* **EXERCISE PROMPT**
Retype, word for word, every line starting at the line with "The component shall return one point per instance of the silver" and ending with the final line of the entries; skip the pictures.

— BEGIN STORED ROWS —

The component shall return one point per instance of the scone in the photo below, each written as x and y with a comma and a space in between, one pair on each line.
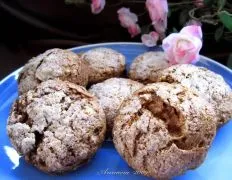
54, 63
145, 67
104, 63
203, 81
163, 130
57, 127
111, 93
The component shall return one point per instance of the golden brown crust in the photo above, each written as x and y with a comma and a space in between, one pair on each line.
163, 130
145, 67
52, 64
57, 127
206, 83
111, 93
104, 63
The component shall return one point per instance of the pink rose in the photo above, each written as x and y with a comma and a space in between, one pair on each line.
129, 20
158, 11
199, 3
183, 47
150, 39
97, 6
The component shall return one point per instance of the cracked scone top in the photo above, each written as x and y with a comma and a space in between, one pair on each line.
111, 93
53, 63
145, 66
203, 81
163, 130
105, 63
57, 127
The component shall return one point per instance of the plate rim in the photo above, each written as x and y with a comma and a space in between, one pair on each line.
16, 72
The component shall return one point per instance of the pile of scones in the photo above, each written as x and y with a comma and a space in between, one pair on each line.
162, 118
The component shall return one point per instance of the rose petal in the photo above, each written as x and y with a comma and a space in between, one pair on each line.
97, 6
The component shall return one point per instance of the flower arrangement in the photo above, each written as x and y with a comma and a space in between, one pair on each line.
182, 47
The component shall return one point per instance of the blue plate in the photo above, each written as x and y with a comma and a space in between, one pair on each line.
107, 164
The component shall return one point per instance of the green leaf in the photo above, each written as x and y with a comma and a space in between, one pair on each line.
218, 33
184, 16
221, 4
229, 61
226, 19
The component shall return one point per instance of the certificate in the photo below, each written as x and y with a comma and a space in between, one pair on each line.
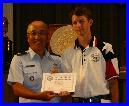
59, 82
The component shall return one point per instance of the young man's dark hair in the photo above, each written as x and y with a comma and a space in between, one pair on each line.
81, 10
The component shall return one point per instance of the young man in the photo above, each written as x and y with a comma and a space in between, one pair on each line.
95, 65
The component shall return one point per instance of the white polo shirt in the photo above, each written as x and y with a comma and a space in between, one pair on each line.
90, 68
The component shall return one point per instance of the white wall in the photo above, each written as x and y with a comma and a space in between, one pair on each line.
8, 12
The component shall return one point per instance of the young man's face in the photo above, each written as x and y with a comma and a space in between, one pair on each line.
81, 24
37, 37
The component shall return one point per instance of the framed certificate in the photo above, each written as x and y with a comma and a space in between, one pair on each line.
59, 82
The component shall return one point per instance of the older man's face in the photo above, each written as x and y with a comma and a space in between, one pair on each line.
37, 36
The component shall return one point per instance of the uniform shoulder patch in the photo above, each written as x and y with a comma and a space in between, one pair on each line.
22, 53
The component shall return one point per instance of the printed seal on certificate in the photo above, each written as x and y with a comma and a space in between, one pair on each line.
63, 38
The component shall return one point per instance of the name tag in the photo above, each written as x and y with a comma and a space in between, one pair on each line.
30, 66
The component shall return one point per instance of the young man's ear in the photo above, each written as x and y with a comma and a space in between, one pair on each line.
91, 22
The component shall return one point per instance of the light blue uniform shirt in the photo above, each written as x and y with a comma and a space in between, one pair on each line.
28, 70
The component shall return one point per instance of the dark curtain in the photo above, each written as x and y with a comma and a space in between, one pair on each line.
109, 21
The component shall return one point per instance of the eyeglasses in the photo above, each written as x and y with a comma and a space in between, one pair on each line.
39, 33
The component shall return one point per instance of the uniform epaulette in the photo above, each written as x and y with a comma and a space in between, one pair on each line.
22, 53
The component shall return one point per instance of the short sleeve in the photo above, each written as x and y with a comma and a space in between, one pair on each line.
112, 69
15, 71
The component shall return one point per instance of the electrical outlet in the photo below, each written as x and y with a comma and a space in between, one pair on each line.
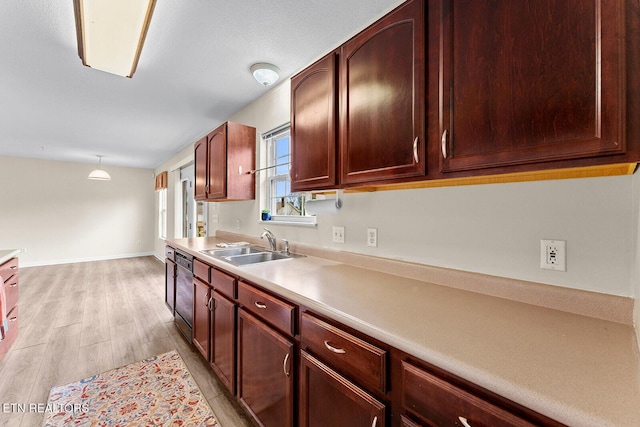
372, 237
553, 255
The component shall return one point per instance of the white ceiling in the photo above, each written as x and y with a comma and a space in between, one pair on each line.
193, 73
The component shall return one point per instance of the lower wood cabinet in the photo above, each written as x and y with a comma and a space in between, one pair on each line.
201, 316
431, 400
222, 357
329, 399
266, 361
170, 284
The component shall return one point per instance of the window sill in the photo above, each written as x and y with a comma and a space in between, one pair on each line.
289, 223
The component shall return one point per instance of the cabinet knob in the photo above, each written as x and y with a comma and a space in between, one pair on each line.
334, 349
284, 365
444, 144
464, 422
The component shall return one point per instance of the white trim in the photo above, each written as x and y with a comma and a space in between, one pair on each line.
92, 259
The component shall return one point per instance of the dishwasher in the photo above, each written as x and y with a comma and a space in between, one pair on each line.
184, 294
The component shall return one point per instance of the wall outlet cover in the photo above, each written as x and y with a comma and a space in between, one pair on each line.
553, 255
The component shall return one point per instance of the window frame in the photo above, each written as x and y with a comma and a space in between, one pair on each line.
274, 175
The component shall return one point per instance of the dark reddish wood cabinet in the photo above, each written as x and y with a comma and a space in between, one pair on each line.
223, 162
430, 400
524, 82
329, 399
314, 127
223, 339
170, 279
266, 361
201, 316
382, 98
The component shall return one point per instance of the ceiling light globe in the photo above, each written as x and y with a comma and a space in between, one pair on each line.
265, 74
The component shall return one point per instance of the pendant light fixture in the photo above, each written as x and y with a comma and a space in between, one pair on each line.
111, 33
265, 74
99, 174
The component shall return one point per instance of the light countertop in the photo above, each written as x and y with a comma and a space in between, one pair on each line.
575, 369
7, 254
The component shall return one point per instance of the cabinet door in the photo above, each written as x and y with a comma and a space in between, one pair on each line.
223, 340
382, 97
201, 320
201, 173
265, 372
217, 163
529, 81
170, 285
313, 126
328, 399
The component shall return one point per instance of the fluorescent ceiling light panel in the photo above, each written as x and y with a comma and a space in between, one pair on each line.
111, 33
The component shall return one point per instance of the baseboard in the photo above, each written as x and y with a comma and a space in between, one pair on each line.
91, 259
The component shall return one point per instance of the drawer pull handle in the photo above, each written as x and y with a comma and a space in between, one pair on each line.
444, 144
284, 365
334, 349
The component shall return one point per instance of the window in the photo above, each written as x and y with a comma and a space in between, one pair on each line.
279, 200
162, 213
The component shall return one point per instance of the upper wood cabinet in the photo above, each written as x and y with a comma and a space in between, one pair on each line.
314, 133
382, 98
223, 161
359, 117
524, 82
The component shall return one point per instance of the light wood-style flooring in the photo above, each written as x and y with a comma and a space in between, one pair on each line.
77, 320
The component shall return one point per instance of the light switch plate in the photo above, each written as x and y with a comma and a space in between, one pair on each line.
553, 255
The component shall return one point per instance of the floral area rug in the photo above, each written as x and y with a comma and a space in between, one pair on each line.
153, 392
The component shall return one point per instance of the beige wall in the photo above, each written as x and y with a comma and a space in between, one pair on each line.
53, 211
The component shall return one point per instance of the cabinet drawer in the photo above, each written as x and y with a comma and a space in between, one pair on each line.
9, 269
279, 313
223, 283
202, 271
170, 253
11, 291
349, 355
434, 401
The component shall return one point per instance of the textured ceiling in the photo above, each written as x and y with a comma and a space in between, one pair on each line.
193, 73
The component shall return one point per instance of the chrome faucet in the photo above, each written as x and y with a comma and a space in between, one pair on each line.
270, 237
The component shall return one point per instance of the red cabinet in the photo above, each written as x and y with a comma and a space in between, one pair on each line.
223, 161
522, 83
382, 98
314, 132
223, 339
201, 316
266, 361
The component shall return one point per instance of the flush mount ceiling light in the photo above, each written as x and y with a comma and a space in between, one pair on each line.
100, 174
265, 74
111, 33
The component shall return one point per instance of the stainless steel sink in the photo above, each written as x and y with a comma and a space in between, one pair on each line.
221, 253
248, 255
257, 257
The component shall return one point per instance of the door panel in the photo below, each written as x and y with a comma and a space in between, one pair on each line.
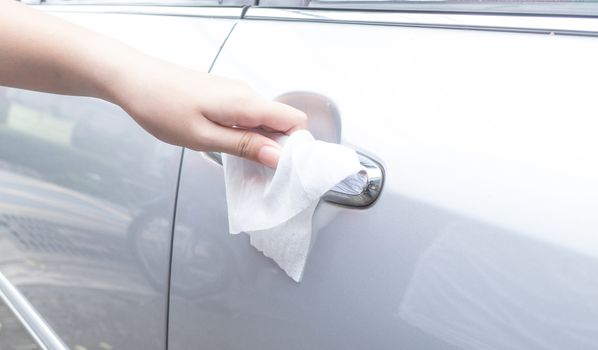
87, 196
484, 235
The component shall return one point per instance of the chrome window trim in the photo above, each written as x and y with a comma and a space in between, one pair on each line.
40, 331
567, 25
180, 11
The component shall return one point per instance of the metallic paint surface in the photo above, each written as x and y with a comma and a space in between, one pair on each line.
485, 234
87, 197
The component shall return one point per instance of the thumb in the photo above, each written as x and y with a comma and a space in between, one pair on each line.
246, 144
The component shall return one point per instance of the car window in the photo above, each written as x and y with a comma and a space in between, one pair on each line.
154, 2
565, 7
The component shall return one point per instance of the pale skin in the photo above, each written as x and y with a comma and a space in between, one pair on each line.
177, 105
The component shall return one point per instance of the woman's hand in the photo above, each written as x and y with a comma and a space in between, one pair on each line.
204, 112
175, 104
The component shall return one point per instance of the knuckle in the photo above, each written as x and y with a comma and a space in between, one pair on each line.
244, 144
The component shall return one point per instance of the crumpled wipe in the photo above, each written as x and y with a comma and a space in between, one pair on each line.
275, 207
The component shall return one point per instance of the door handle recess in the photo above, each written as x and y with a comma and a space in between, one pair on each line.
359, 191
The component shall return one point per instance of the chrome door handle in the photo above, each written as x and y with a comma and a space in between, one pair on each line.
359, 191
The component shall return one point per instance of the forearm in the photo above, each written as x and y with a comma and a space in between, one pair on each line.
40, 52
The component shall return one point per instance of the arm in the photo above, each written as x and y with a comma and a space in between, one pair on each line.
175, 104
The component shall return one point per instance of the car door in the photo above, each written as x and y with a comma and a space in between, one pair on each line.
484, 236
87, 197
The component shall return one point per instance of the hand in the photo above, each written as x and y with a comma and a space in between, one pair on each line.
205, 112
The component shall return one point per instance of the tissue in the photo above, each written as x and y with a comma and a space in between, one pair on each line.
275, 207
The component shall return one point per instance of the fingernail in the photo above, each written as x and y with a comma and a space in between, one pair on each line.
269, 156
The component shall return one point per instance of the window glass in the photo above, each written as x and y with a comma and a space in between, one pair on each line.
154, 2
567, 7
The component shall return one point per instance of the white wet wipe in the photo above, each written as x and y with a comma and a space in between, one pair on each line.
275, 207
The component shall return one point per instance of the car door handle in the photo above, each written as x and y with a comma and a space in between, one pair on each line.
359, 191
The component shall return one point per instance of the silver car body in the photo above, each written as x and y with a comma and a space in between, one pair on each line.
484, 236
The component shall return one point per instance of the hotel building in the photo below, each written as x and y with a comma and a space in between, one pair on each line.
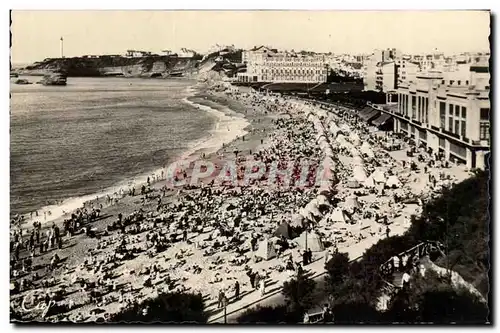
268, 65
447, 112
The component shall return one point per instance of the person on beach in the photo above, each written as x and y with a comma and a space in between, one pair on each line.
236, 291
257, 280
220, 302
262, 287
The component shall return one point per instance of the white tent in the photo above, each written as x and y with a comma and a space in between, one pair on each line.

— END STORED ROWS —

* **CORRECT ANSWER**
The component shall return one point per instance of the silver car body in the photo above, each written as x and y with a comma and a space in between, one pair on each line.
484, 236
The component shall return one point per instance of the hotel building in the photo below, each written as x and y with a comma and a space in between, one pair on each line.
268, 65
447, 112
The component shall return one point per instance of the person on beach in the photo above, each written as x and y with a comma and a space in between, one pair on each line.
236, 291
257, 280
220, 302
262, 287
The component shall return one point per instance of the white tent in the photo above, each written as x and y with a comma and a space in between, one pair on each line.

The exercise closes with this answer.